--- Records for this exercise ---

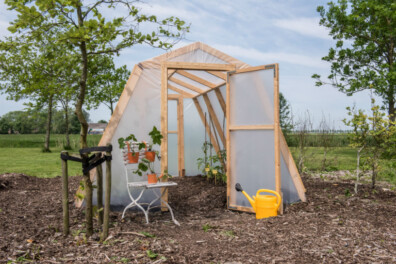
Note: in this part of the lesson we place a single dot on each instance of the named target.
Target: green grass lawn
(22, 154)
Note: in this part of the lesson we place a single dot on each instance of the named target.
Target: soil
(334, 226)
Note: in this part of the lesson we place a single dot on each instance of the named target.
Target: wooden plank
(214, 118)
(228, 145)
(221, 100)
(291, 165)
(201, 114)
(164, 126)
(180, 91)
(199, 66)
(251, 127)
(196, 78)
(170, 73)
(276, 134)
(209, 90)
(256, 68)
(218, 74)
(186, 85)
(180, 115)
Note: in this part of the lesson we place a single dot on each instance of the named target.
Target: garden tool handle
(273, 192)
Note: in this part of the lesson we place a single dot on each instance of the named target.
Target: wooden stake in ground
(107, 196)
(99, 183)
(88, 197)
(65, 195)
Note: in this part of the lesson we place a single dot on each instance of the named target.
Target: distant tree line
(33, 121)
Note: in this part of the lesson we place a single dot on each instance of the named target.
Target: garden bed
(333, 226)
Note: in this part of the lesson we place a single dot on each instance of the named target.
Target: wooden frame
(275, 127)
(162, 63)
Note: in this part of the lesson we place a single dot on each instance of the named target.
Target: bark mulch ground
(332, 227)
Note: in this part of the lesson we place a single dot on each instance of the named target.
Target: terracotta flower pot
(132, 157)
(150, 155)
(152, 178)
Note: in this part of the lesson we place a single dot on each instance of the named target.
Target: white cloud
(308, 26)
(272, 57)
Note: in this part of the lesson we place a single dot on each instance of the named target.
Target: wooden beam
(199, 66)
(221, 100)
(251, 127)
(180, 91)
(170, 73)
(180, 116)
(164, 126)
(201, 114)
(209, 90)
(186, 85)
(276, 134)
(218, 74)
(214, 118)
(196, 78)
(291, 165)
(228, 145)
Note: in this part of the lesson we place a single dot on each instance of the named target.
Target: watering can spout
(238, 187)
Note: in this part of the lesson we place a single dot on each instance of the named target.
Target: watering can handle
(273, 192)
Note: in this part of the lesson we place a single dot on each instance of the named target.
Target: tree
(107, 84)
(359, 137)
(82, 27)
(375, 134)
(364, 56)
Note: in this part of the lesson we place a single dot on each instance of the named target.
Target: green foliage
(106, 83)
(364, 56)
(211, 164)
(81, 27)
(285, 118)
(156, 136)
(33, 121)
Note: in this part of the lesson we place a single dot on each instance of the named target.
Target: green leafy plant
(206, 227)
(212, 165)
(147, 234)
(151, 254)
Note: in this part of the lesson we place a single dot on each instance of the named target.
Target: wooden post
(99, 182)
(88, 197)
(277, 132)
(65, 195)
(106, 214)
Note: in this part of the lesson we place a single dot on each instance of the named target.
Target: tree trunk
(48, 126)
(84, 126)
(67, 127)
(374, 175)
(391, 106)
(83, 86)
(357, 170)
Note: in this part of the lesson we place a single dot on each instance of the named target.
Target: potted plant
(152, 177)
(133, 151)
(156, 139)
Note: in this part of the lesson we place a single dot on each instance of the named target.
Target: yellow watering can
(263, 205)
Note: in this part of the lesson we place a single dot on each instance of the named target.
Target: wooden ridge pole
(65, 195)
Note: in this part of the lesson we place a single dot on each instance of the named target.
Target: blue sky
(257, 32)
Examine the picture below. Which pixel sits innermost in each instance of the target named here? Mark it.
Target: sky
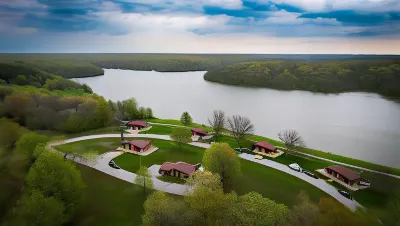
(201, 26)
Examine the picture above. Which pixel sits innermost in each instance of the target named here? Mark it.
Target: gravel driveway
(319, 183)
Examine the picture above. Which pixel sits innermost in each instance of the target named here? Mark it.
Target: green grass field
(108, 200)
(273, 184)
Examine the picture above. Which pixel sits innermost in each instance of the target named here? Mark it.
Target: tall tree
(304, 213)
(36, 209)
(240, 127)
(217, 122)
(55, 177)
(221, 159)
(149, 113)
(130, 108)
(181, 136)
(186, 119)
(10, 133)
(332, 213)
(162, 209)
(254, 209)
(143, 178)
(291, 139)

---

What to do
All of the lines above should be retyped precisely, apart from the pictures.

Task result
Note: in this part of the lesson we place a single dot on each instance of the named target.
Target: green grass lawn
(22, 154)
Note: in this part of the lesson we place a single dot on each instance of the named target.
Target: soil
(334, 226)
Note: in this part of the lesson we place a single dot on each instance of the named target.
Target: wooden plank
(214, 118)
(228, 145)
(221, 100)
(291, 165)
(201, 114)
(164, 126)
(180, 91)
(199, 66)
(251, 127)
(196, 78)
(170, 73)
(276, 134)
(209, 90)
(256, 68)
(218, 74)
(186, 85)
(180, 115)
Note: in this part of the lesson we place a single dot on each instance of the named target.
Target: garden tool handle
(273, 192)
Note: in this part of the lesson we place a single dot on each instance of the named target.
Target: wooden stake in ground
(107, 196)
(99, 183)
(88, 197)
(65, 195)
Note: in this part of the lesson we place a single dot on each instance of the named target.
Target: distant tree line
(33, 121)
Note: in this part of the lesson we place a single dot on each instance of the named target.
Target: garden bed
(333, 226)
Note: in this part of the lesson we place a single dot on each instance of the named target.
Target: wooden frame
(275, 127)
(162, 63)
Note: in this part of the lesson we place a single dot on each instance of the named target.
Target: bark mulch ground
(332, 227)
Note: in this part of the lesson we place a single dot on each instance of the named target.
Target: terracotta flower pot
(132, 157)
(150, 155)
(152, 178)
Note: in this part of the lesson we place a single dot on each instance of the named target.
Target: white cloud
(308, 26)
(272, 57)
Note: in this part of the lesson we place a single dot on each instance of the named target.
Target: wooden beam
(199, 66)
(221, 100)
(251, 127)
(180, 91)
(170, 73)
(180, 116)
(164, 126)
(201, 114)
(209, 90)
(186, 85)
(276, 134)
(218, 74)
(214, 118)
(196, 78)
(291, 165)
(228, 145)
Note: in this part of the lesson we place a single dot on each instance of the named target.
Target: watering can spout
(238, 187)
Note: in this part of the lesson we place a single dot on each instance of the named target.
Target: watering can handle
(273, 192)
Note: in this part of the lesson we place a single dot on each instance of the named target.
Target: tree
(107, 84)
(359, 137)
(82, 27)
(375, 134)
(364, 56)
Note: in this part of the lesson we place a single dot on each instance of the named target.
Target: green foliage
(106, 83)
(364, 56)
(211, 164)
(81, 27)
(285, 118)
(156, 136)
(33, 121)
Note: in this part of the lesson we place a single dot on each instance of the named target.
Target: green leafy plant
(206, 227)
(212, 165)
(147, 234)
(151, 254)
Note: in this part of the lesson we place a single dot on each instance of the named target.
Target: wooden post
(99, 182)
(88, 197)
(277, 132)
(65, 195)
(106, 214)
Note: in this part of the lesson we place a single dot on each instance of the named target.
Target: tree trunk
(48, 126)
(84, 126)
(67, 127)
(374, 175)
(391, 106)
(83, 86)
(357, 170)
Note: in this part of the lesson we place a single dot on each instance of the named target.
Target: potted plant
(152, 177)
(133, 151)
(156, 139)
Note: in this part of the lesson we place a single dot on each instance of the named target.
Target: yellow watering can
(263, 205)
Note: in this part of the lesson we place a single dot on each instance of the named target.
Target: wooden ridge pole
(65, 195)
Note: in this part of the lesson we place a single dot on each instance of the named target.
Target: blue sky
(257, 32)
Examine the picture below. Which pixel sits innermost in each instance of the target named here? Mark it.
Target: sky
(201, 26)
Examine the picture above. Which pixel sits innermost in each instance of the target named here? Mark it.
Target: gravel driveway
(319, 183)
Examine the picture above. Which pixel sits innermost in each instance of the target named here? Mark it.
Target: green grass field
(108, 200)
(273, 184)
Examine the picture above. Which pixel sits innermost in each instance of the target named here? Mark it.
Target: tall tree
(304, 213)
(36, 209)
(240, 127)
(217, 122)
(55, 177)
(221, 159)
(149, 113)
(130, 108)
(181, 136)
(186, 119)
(10, 133)
(332, 213)
(162, 209)
(254, 209)
(143, 178)
(291, 139)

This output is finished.